◆ Zadania do wykonania:
- a) Przepisz dosłownie fragment tekstu o hemofilii, od słów "Leczenie hemofilii" aż do słów "koncentraty czynnika krzepnięcia." włącznie.
- b) Na podstawie tekstu o hemofilii odpowiedz na poniższe pytania, oznaczając odpowiedzi tak samo jak pytania:
(i) Poniżej jakiego poziomu normy znajduje się czynnik krzepnięcia w ciężkiej hemofilii?
(ii) Niedobór którego czynnika krzepnięcia odpowiada za hemofilię A?
(iii) Ilu pacjentów z hemofilią zmarło w latach 80. w Stanach Zjednoczonych z powodu AIDS?
- c) Napisz dalszy ciąg tekstu o hemofilii, zaczynając zaraz po jego ostatnim zdaniu.
___ Tekst do analizy ___
Wylewy krwi mogą następować także do mięśni, m.in. do mięśnia biodrowo-lędźwiowego. Krew może pojawić się w moczu chorego. Inny objaw to tzw. rzekome guzy hemofilowe, czyli torbiele kostne powstające w wyniku wylewów pod okostną, które mogą osiągać duże rozmiary. Pacjent może doznać także krwawienia z przewodu pokarmowego. Niebezpieczne - ze względu na zagrożenie krwotokiem – są dla niego wszelkie rany pooperacyjne i zabiegi ekstrakcji zębów. Szczególnie groźne są krwawienia śródczaszkowe i krwawienie z tylnej ściany gardła, uciskające drogi oddechowe, które mogą doprowadzić do zgonu.
Wszystkie powyższe objawy dotyczą przede wszystkim ciężkiej hemofilii, w której czynnik krzepnięcia znajduje się poniżej 1 proc. normy. Przy hemofilii umiarkowanej (1-5 proc. normy) samoistne krwawienia stawowe i mięśniowe są znacznie rzadsze, a przy łagodnej postaci (6-49 proc. normy) praktycznie nie występują. Groźne mogą być natomiast krwawienia pourazowe i pooperacyjne.
Leczenie hemofilii
W hemofilii stosowane jest leczenie substytucyjne, tzn. pacjentowi podaje się - w postaci wstrzykiwanych dożylnie koncentratów - czynniki krzepnięcia uzyskiwane z ludzkiego osocza lub metodami inżynierii genetycznej.
Pierwszą metodą zastosowaną w leczeniu hemofilii było - niezbyt skuteczne jako terapia - przetaczanie krwi. Na początku XX w. zastąpiono je przetaczaniem osocza. Nadal jednak były to środki nie dość skuteczne, mimo że wydłużyły średnią długość życia osoby z hemofilią z 11 do 26 lat (w latach 20. XX w.). W latach 50. nastąpił znaczący postęp w terapii - z osocza wyizolowano preparat złożony z kilku czynników krzepnięcia. Gdy wyizolowano czynnik VIII, którego niedobór odpowiada za hemofilię A, udało się stworzyć pierwsze koncentraty czynnika krzepnięcia.
Wkrótce jednak i ta metoda ujawniła swoje niedoskonałości. Krew dawców, z której uzyskiwano koncentraty, nie była dostatecznie badana pod kątem czystości biologicznej, dlatego u pacjentów chorych na hemofilię dochodziło do masowych zakażeń. W latach 80. w Stanach Zjednoczonych z powodu AIDS zmarło ok. 10 tys. pacjentów z hemofilią, połowa chorych została zakażona wirusowym zapaleniem wątroby typu C. W Polsce skala zakażeń była znacznie mniejsza, zwłaszcza jeśli chodzi o wirus HIV, wówczas rzadziej spotykany na terenie naszego kraju.
___ Spis wierszy ___
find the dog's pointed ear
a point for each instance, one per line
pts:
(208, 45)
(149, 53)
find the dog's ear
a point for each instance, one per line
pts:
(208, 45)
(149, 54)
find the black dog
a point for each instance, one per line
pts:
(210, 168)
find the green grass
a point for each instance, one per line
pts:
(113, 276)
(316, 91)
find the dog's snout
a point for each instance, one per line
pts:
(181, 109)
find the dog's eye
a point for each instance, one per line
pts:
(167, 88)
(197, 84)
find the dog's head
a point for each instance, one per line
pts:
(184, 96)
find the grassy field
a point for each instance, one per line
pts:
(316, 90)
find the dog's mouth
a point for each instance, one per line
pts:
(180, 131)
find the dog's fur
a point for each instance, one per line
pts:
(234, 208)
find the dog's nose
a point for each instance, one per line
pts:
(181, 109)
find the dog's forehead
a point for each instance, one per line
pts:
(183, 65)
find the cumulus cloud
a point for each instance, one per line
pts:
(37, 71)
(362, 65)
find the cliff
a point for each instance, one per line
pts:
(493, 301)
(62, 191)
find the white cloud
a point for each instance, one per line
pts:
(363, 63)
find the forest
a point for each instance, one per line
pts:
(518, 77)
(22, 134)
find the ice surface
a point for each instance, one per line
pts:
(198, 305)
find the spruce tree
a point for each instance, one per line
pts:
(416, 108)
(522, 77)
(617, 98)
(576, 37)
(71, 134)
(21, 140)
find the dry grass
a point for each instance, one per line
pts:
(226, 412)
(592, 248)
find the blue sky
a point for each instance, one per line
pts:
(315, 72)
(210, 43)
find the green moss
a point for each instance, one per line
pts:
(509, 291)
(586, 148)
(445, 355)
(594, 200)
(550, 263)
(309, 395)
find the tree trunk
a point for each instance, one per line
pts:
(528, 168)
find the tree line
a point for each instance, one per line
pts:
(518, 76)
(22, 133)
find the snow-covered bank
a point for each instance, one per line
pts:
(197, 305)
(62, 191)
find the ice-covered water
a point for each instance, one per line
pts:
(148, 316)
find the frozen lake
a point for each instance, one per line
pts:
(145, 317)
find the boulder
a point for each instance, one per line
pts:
___
◆ Odpowiedzi do zadań:
- a)
Leczenie hemofilii
W hemofilii stosowane jest leczenie substytucyjne, tzn. pacjentowi podaje się - w postaci wstrzykiwanych dożylnie koncentratów - czynniki krzepnięcia uzyskiwane z ludzkiego osocza lub metodami inżynierii genetycznej.
Pierwszą metodą zastosowaną w leczeniu hemofilii było - niezbyt skuteczne jako terapia - przetaczanie krwi. Na początku XX w. zastąpiono je przetaczaniem osocza. Nadal jednak były to środki nie dość skuteczne, mimo że wydłużyły średnią długość życia osoby z hemofilią z 11 do 26 lat (w latach 20. XX w.). W latach 50. nastąpił znaczący postęp w terapii - z osocza wyizolowano preparat złożony z kilku czynników krzepnięcia. Gdy wyizolowano czynnik VIII, którego niedobór odpowiada za hemofilię A, udało się stworzyć pierwsze koncentraty czynnika krzepnięcia.

- b)
(i) Poniżej 1 proc. normy.
(ii) Czynnika VIII.
(iii) Około 10 tys.

- c)
Tragedia zakażonych chorych na hemofilię doprowadziła do zaostrzenia kryteriów selekcji dawców, a przede wszystkim do wprowadzenia szczegółowych metod badania materiału służącego do produkcji koncentratów czynników krzepnięcia m.in. z wykorzystaniem testów wykrywających materiał genetyczny wirusów. Stosowane obecnie procedury wyeliminowały niebezpieczeństwo zakażenia HIV, WZW typu B oraz C, wciąż jednak nie są skuteczne w stosunku do parwowirusa B19, WZW typu A, nie rozstrzygnięto też jednoznacznie kwestii zagrożenia chorobą Creutzfelda-Jacoba.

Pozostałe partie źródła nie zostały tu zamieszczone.